■ **Objetivo do exercício**: Reescreva em forma de lista o parágrafo do texto sobre a tradução de Roverandom que começa com "Quando li Roverandom", mantendo seus fatos principais.

Mas nunca, em meus mais loucos sonhos, imaginei que um dia seria convidada a fazer parte da seleta confraria que traduz Tolkien por aqui, nem que me caberia mexer com sua obra infantil, e muito menos com essa deliciosa história.

Quando li Roverandom pela primeira vez em português, notei que a tradução não levava em conta a especificidade que existe quando a gente narra para crianças. Era uma tradução para a leitura adulta. E eu já havia traduzido outros autores infantis clássicos[1] para saber que, às vezes, é preciso fazer algumas transgressões — inverter as expressões e até frases inteiras (não só por conta das normais inversões entre substantivos e adjetivos), mas principalmente para conseguir que o leitor entenda do que estamos falando. É preciso destacar as onomatopeias, amadas pelos jovens ouvintes; e, de vez em quando “quebrar” parágrafos imensos, nos quais os olhos do leitor iniciante perde o fio da meada. Lembrar de enfatizar as pausas, pois em muitas ocasiões a história é lida para os que ainda não foram alfabetizados.

(Itens de um conjunto de dados)
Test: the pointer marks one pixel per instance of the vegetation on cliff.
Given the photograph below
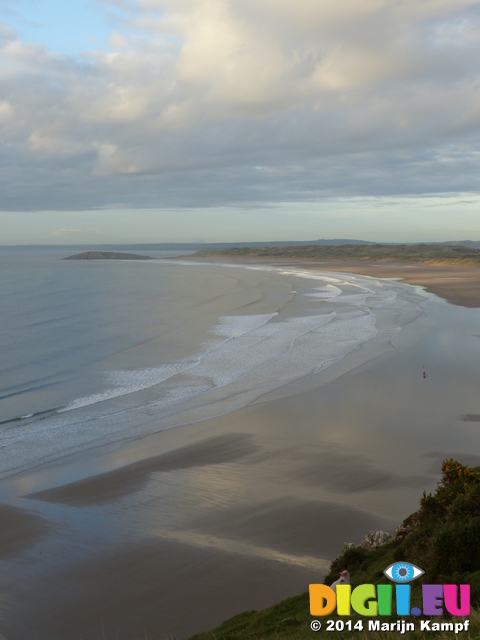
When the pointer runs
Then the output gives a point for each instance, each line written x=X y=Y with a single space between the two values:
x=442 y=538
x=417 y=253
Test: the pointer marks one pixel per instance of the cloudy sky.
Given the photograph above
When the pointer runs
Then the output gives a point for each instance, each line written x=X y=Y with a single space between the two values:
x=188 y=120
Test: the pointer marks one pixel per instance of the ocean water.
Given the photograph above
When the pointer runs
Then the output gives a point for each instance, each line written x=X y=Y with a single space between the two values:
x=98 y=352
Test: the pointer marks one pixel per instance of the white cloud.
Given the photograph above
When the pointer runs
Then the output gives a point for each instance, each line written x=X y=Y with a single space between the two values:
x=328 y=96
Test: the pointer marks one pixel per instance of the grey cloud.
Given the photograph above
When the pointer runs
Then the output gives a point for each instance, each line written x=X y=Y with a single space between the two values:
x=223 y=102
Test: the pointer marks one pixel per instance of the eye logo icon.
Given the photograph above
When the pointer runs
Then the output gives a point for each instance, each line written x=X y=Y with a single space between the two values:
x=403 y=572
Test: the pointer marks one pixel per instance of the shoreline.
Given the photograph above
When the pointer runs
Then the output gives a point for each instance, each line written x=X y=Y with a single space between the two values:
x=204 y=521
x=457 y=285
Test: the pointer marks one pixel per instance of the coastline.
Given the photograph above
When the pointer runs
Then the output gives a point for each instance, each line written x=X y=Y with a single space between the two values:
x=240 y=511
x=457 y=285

...

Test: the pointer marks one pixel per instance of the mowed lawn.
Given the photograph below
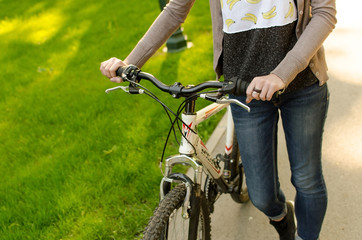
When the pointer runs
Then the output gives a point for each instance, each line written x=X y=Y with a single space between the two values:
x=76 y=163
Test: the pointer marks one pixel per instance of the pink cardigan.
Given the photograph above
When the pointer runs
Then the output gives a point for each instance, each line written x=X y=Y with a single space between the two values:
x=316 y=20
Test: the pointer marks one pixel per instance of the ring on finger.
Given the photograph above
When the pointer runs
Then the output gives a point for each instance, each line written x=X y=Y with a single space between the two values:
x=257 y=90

---

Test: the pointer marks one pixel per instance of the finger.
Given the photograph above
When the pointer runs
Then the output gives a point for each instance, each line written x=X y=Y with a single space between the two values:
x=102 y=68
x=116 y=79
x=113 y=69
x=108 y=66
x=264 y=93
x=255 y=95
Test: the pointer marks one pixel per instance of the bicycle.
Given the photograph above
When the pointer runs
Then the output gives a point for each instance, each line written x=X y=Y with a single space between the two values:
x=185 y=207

■ **Resultado do exercício**:
- Ao ler Roverandom pela primeira vez em português, notei que a tradução não levava em conta a especificidade da narração para crianças: era uma tradução para a leitura adulta.
- Por já ter traduzido outros autores infantis clássicos, eu sabia que às vezes é preciso fazer transgressões, como inverter expressões e até frases inteiras, principalmente para que o leitor entenda do que se está falando.
- É preciso destacar as onomatopeias, amadas pelos jovens ouvintes.
- De vez em quando, é preciso "quebrar" parágrafos imensos, nos quais o leitor iniciante perde o fio da meada.
- É preciso enfatizar as pausas, pois muitas vezes a história é lida para quem ainda não foi alfabetizado.